BEGIN TEXT SECTION
Problem 3: Mere authority isn’t loveable
God’s grace makes God’s law loveable and a pleasure for God’s people to submit to. This is basically the whole point of the gospel, of finally finding the law in the hand of Christ instead of in the hand of Moses. But men have nothing comparable to grace to offer to make their rule with rod of iron something for women to joyously embrace. They are only fallen sinners like the rest of us. In fact, reducing our relationships to questions of authority (whether that is everyday relationships in society, ecclesiastical relationships in church, or what should be the loving relationship of marriage) only breeds antagonism and resentment. (p203) Pitting men and women against each other, in an endless battle for who gets to be in charge, is foreign to the spirit of the gospel. And the suspicion and hostility it fosters between one and another is increasingly pernicious the more close and loving the relationship is meant to be.
END TEXT SECTION
BEGIN DATA FOR ANALYSIS
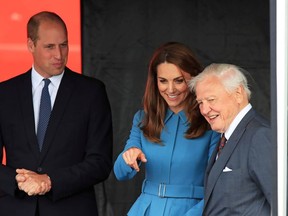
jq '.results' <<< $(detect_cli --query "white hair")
[188,63,251,100]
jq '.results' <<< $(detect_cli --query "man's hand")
[15,169,51,196]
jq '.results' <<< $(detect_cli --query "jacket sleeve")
[114,110,143,181]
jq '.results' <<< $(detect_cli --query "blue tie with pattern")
[37,79,51,151]
[218,133,227,155]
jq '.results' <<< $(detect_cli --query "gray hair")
[188,63,251,100]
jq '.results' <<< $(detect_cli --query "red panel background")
[0,0,81,163]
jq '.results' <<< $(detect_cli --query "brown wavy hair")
[141,42,210,144]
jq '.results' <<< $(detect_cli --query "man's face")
[27,21,69,78]
[195,77,243,133]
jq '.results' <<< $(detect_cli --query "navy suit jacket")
[203,109,276,216]
[0,68,112,216]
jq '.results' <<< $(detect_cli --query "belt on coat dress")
[142,179,204,199]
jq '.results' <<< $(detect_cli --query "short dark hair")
[27,11,67,43]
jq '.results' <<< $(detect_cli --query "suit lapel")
[18,70,39,157]
[41,68,74,159]
[204,109,255,209]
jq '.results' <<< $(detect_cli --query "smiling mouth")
[167,94,178,99]
[206,115,219,121]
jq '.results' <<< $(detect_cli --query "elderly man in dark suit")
[0,11,112,216]
[190,64,276,216]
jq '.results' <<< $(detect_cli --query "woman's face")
[157,63,191,113]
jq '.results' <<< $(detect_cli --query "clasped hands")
[15,169,51,196]
[122,147,147,172]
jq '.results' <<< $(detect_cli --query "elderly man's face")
[195,76,243,133]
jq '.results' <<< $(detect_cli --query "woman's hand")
[122,147,147,172]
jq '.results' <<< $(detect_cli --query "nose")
[199,101,211,115]
[54,46,62,59]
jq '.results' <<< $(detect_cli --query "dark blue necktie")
[218,133,227,155]
[37,79,51,151]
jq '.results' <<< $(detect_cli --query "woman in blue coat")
[114,42,219,216]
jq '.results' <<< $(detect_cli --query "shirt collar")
[225,103,252,140]
[31,66,64,90]
[164,108,187,124]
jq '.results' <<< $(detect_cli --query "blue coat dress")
[114,109,219,216]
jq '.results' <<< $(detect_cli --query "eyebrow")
[157,76,184,80]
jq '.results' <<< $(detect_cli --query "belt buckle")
[158,183,166,198]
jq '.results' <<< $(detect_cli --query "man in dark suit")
[190,64,276,216]
[0,11,112,216]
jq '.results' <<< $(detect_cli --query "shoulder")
[64,68,105,88]
[0,70,31,94]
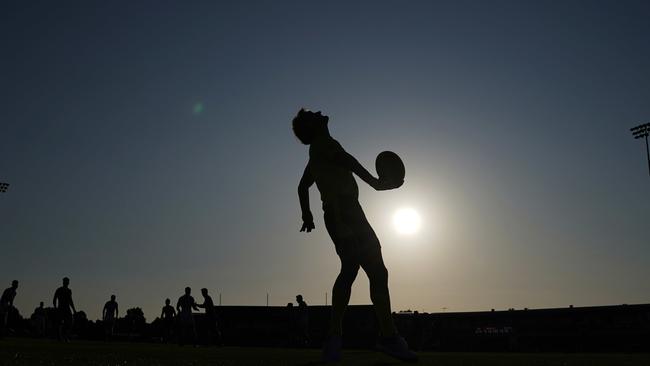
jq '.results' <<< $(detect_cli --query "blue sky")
[0,1,650,320]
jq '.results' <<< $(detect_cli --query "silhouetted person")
[32,301,47,337]
[292,109,417,362]
[287,302,296,347]
[197,288,221,345]
[52,277,77,342]
[296,295,309,347]
[102,295,119,339]
[176,287,199,345]
[0,280,18,338]
[160,299,176,342]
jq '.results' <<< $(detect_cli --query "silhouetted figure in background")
[287,302,296,347]
[0,280,18,338]
[296,295,309,347]
[52,277,77,342]
[160,299,176,342]
[292,109,417,362]
[32,301,47,337]
[102,295,118,340]
[197,288,221,345]
[176,287,199,346]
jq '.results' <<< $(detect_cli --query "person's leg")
[362,248,397,337]
[330,258,359,337]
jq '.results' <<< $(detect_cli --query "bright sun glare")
[393,208,422,234]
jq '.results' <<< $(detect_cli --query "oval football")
[375,151,406,180]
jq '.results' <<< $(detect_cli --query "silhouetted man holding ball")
[292,109,417,362]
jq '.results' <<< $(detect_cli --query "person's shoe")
[377,334,418,362]
[323,336,342,363]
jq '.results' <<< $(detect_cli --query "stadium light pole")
[630,123,650,175]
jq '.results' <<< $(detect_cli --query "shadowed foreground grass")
[0,338,650,366]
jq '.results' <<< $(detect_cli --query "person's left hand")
[375,178,404,191]
[300,221,316,233]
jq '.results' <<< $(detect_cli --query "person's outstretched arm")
[334,150,403,191]
[298,163,315,232]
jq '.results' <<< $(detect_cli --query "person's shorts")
[324,200,381,263]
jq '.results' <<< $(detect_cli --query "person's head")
[291,108,329,145]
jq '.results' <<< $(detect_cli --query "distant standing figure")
[176,287,199,345]
[52,277,77,342]
[0,280,18,338]
[296,295,309,346]
[32,301,47,337]
[102,295,118,339]
[287,302,296,347]
[198,288,221,345]
[160,299,176,342]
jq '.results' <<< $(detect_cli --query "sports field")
[0,338,650,366]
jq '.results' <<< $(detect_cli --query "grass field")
[0,338,650,366]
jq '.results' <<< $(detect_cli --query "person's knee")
[368,265,388,286]
[337,266,359,286]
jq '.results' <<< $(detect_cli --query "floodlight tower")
[630,123,650,175]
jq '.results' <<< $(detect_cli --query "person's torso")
[0,287,16,307]
[178,295,194,313]
[56,287,72,309]
[104,301,117,318]
[309,137,359,210]
[163,305,174,318]
[203,295,214,314]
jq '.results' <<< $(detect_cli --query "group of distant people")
[0,277,77,342]
[160,287,221,345]
[0,277,221,345]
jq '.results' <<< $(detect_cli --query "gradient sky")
[0,0,650,320]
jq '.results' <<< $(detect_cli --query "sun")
[393,208,422,235]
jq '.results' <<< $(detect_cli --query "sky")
[0,0,650,321]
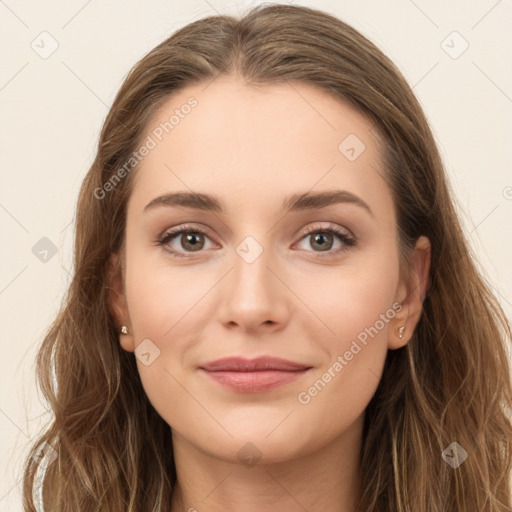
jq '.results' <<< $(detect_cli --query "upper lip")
[200,356,311,372]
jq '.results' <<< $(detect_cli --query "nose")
[217,242,293,334]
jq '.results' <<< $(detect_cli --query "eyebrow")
[144,190,375,218]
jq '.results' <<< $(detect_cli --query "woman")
[24,5,512,512]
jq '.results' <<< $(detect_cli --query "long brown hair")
[24,5,512,512]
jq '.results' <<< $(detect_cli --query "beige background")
[0,0,512,506]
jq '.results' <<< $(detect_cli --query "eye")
[156,226,357,258]
[157,226,214,258]
[301,226,356,257]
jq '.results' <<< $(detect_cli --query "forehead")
[130,76,390,218]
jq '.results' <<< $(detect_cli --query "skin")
[111,76,430,512]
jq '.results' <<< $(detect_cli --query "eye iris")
[181,233,204,251]
[312,233,332,251]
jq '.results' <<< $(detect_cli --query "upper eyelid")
[162,221,357,244]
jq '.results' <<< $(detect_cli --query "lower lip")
[201,368,308,393]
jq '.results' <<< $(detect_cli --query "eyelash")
[156,225,357,258]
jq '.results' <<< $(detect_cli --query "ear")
[107,254,135,352]
[388,236,431,350]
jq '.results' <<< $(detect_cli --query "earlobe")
[388,236,431,350]
[107,254,135,352]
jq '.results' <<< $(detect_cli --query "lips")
[200,357,310,372]
[199,357,311,393]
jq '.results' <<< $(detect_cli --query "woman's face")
[110,76,428,462]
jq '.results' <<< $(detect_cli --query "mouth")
[199,357,312,393]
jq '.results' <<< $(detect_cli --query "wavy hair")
[23,5,512,512]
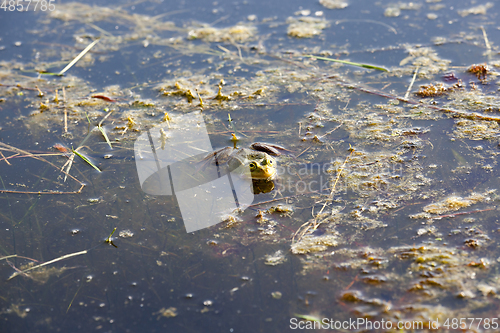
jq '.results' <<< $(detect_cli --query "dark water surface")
[0,0,500,332]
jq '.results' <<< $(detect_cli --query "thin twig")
[0,150,12,165]
[292,147,354,242]
[7,250,87,280]
[63,87,68,133]
[404,66,420,99]
[59,39,99,75]
[481,26,491,51]
[430,207,496,220]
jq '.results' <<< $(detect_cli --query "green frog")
[204,142,286,194]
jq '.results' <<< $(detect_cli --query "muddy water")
[0,1,500,332]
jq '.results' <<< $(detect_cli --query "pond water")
[0,0,500,332]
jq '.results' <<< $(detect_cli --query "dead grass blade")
[59,39,100,75]
[7,250,87,281]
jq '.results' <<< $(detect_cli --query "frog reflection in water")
[205,143,285,194]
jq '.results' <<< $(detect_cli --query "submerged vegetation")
[0,0,500,331]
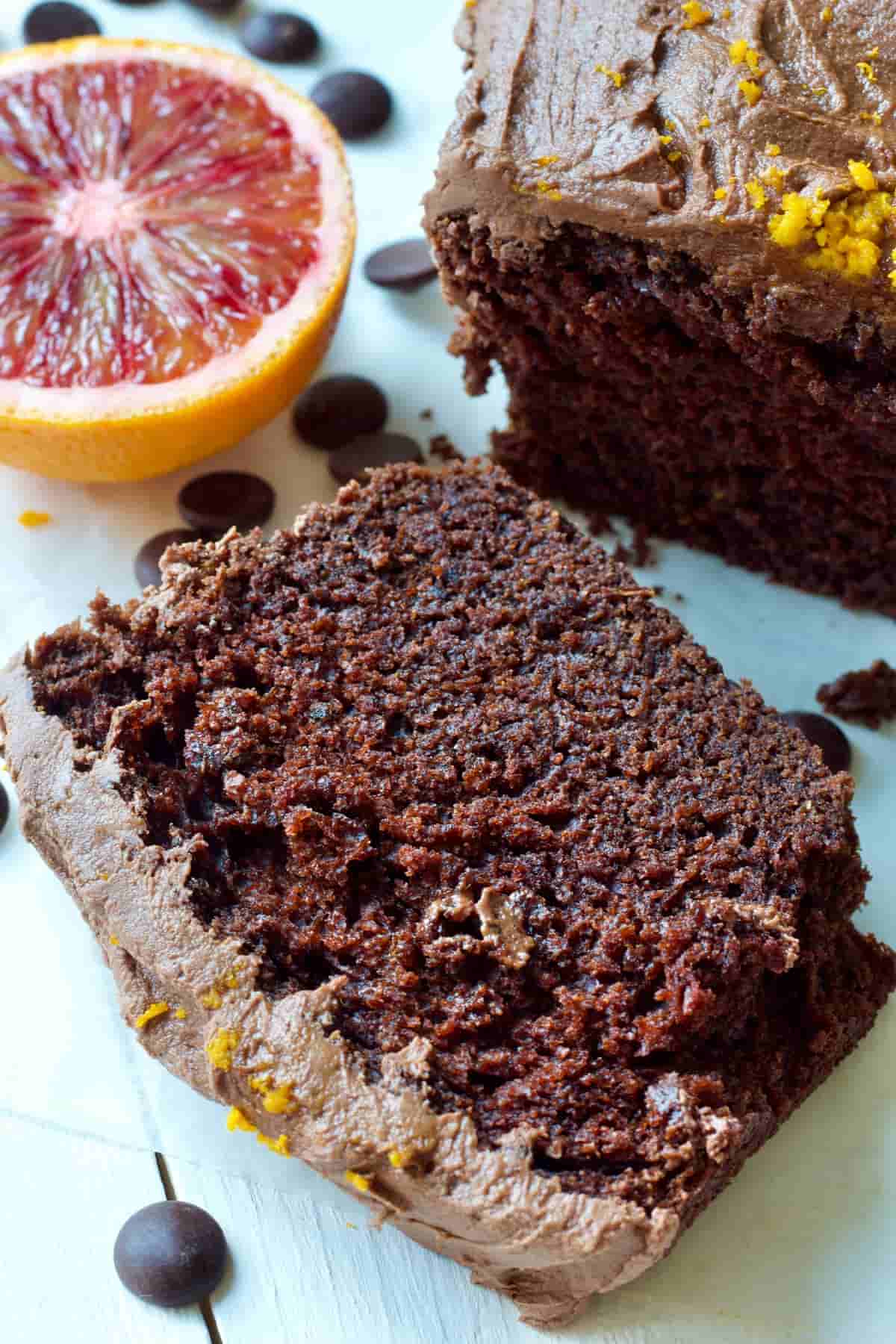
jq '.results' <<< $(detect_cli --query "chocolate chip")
[177,472,276,535]
[293,373,388,447]
[134,527,202,588]
[23,0,99,42]
[364,238,438,290]
[782,709,853,773]
[311,70,392,140]
[326,434,423,485]
[114,1199,227,1307]
[239,12,321,64]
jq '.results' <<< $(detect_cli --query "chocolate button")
[114,1199,227,1307]
[364,238,438,290]
[293,373,388,447]
[187,0,243,15]
[311,70,392,140]
[239,13,321,64]
[134,527,202,588]
[23,0,99,42]
[782,709,853,773]
[326,434,423,485]
[177,472,276,534]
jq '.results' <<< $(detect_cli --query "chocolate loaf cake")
[426,0,896,613]
[0,465,896,1324]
END DATA FOR ANALYSIS
#### [BRIEF 1]
Rewrite the paragraph beginning "God's grace makes God's law loveable" from the section on authority as a short bulleted list, keeping its main points.
#### [BRIEF 2]
According to the section on authority, what does reducing relationships to questions of authority breed?
#### [BRIEF 3]
Using the section on authority, explain why men cannot make their rule something women would joyously embrace.

#### [ANSWER 1]
- God's grace makes God's law loveable and a pleasure for God's people to submit to. This is the point of the gospel: finding the law in the hand of Christ instead of Moses.
- Men have nothing like grace to offer that would make their iron rule something women would gladly embrace. They are only fallen sinners.
- Reducing relationships to questions of authority, whether in society, in church or in marriage, only breeds antagonism and resentment.
- Setting men and women against each other in a fight over who is in charge is foreign to the spirit of the gospel.
- The suspicion and hostility this creates do more harm the closer and more loving the relationship is meant to be.

#### [ANSWER 2]
It breeds antagonism and resentment.

#### [ANSWER 3]
Men have nothing like God's grace to offer, and grace is what makes God's law loveable. They are only fallen sinners like everyone else.